>>

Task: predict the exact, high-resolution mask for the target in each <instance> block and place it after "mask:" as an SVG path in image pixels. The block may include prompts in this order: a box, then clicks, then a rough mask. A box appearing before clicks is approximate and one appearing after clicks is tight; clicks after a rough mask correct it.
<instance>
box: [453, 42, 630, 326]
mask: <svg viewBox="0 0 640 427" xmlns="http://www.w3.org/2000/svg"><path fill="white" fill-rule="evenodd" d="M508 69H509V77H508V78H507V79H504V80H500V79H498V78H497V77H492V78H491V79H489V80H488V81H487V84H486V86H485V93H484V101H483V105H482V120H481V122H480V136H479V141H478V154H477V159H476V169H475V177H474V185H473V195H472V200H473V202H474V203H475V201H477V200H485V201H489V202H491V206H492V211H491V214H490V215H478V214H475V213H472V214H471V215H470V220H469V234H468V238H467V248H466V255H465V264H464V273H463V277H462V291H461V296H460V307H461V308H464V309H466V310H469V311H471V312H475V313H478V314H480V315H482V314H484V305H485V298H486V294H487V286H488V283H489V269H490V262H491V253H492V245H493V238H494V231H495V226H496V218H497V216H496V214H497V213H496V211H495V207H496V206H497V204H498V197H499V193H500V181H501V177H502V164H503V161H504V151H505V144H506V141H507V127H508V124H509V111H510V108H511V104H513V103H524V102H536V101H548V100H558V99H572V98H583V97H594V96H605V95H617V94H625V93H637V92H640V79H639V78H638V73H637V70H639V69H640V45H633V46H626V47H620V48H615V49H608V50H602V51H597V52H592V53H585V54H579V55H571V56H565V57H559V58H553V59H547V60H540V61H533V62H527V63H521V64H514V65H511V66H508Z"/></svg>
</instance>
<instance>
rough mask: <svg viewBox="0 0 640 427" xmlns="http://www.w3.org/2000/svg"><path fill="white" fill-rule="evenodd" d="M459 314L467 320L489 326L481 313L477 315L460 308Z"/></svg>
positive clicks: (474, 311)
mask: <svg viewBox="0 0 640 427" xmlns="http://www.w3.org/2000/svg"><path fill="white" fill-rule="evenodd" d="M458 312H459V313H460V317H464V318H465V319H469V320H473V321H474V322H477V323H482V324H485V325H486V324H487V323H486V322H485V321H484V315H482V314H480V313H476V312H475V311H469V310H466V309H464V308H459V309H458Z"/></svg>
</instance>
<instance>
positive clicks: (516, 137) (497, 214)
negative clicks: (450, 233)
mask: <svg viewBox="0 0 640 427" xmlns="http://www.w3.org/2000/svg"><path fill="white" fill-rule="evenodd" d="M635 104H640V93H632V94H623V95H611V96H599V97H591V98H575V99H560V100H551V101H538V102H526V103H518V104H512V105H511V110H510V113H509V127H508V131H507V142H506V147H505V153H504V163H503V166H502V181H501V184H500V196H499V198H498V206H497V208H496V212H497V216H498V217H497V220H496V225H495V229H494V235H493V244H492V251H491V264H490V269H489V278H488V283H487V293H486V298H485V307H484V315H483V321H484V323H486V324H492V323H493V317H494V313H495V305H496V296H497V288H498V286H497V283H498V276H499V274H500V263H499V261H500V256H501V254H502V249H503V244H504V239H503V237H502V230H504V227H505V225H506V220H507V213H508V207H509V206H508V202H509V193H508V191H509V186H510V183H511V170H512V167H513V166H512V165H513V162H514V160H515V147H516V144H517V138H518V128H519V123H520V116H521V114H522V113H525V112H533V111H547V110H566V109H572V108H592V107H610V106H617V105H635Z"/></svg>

<<

The problem:
Give the entries again in full, exactly as they were written above.

Written solution:
Task: predict the exact, high-resolution mask for the target in each <instance> block and place it after "mask:" as an SVG path in image pixels. The block may include prompts in this order: a box, then clicks, then a rough mask. A box appearing before clicks is approximate and one appearing after clicks is tight; clicks after a rough mask correct it.
<instance>
box: [453, 42, 630, 326]
mask: <svg viewBox="0 0 640 427" xmlns="http://www.w3.org/2000/svg"><path fill="white" fill-rule="evenodd" d="M508 69H509V77H508V78H507V79H504V80H500V79H498V78H497V77H492V78H491V79H489V80H488V81H487V84H486V86H485V93H484V101H483V105H482V120H481V122H480V136H479V141H478V154H477V159H476V169H475V177H474V185H473V195H472V200H473V202H474V203H475V201H477V200H485V201H489V202H491V206H492V211H491V214H490V215H478V214H475V213H472V214H471V215H470V220H469V234H468V238H467V248H466V255H465V264H464V273H463V277H462V291H461V296H460V307H461V308H464V309H466V310H469V311H471V312H475V313H478V314H480V315H482V314H484V305H485V298H486V294H487V286H488V283H489V269H490V262H491V253H492V245H493V238H494V231H495V226H496V218H497V216H496V214H497V213H496V211H495V207H496V206H497V204H498V197H499V193H500V181H501V177H502V164H503V161H504V151H505V144H506V141H507V127H508V124H509V111H510V108H511V104H513V103H524V102H536V101H548V100H558V99H572V98H583V97H594V96H605V95H617V94H625V93H637V92H640V79H639V78H638V73H637V70H639V69H640V45H633V46H626V47H620V48H615V49H608V50H602V51H597V52H592V53H585V54H579V55H571V56H565V57H559V58H553V59H547V60H540V61H533V62H527V63H521V64H514V65H511V66H508Z"/></svg>
</instance>
<instance>
rough mask: <svg viewBox="0 0 640 427" xmlns="http://www.w3.org/2000/svg"><path fill="white" fill-rule="evenodd" d="M459 314L467 320L489 326L481 313L477 315L460 308Z"/></svg>
positive clicks: (474, 311)
mask: <svg viewBox="0 0 640 427" xmlns="http://www.w3.org/2000/svg"><path fill="white" fill-rule="evenodd" d="M458 312H459V313H460V317H464V318H465V319H469V320H473V321H474V322H477V323H482V324H485V325H486V324H487V323H486V322H485V321H484V315H482V314H480V313H476V312H475V311H469V310H466V309H464V308H459V309H458Z"/></svg>
</instance>
<instance>
positive clicks: (516, 137) (497, 214)
negative clicks: (450, 233)
mask: <svg viewBox="0 0 640 427" xmlns="http://www.w3.org/2000/svg"><path fill="white" fill-rule="evenodd" d="M635 104H640V93H632V94H623V95H611V96H599V97H591V98H575V99H560V100H551V101H538V102H526V103H518V104H512V105H511V110H510V113H509V127H508V131H507V142H506V147H505V153H504V163H503V166H502V181H501V184H500V196H499V198H498V206H497V208H496V212H497V216H498V217H497V220H496V225H495V229H494V235H493V244H492V251H491V264H490V269H489V278H488V283H487V293H486V298H485V307H484V315H483V321H484V323H486V324H492V323H493V317H494V313H495V305H496V296H497V288H498V286H497V283H498V276H499V274H500V263H499V261H500V256H501V254H502V249H503V244H504V239H503V237H502V230H504V227H505V225H506V220H507V213H508V207H509V206H508V202H509V193H508V191H509V186H510V183H511V170H512V167H513V166H512V165H513V162H514V160H515V147H516V144H517V138H518V128H519V123H520V116H521V114H522V113H525V112H533V111H547V110H566V109H572V108H592V107H610V106H617V105H635Z"/></svg>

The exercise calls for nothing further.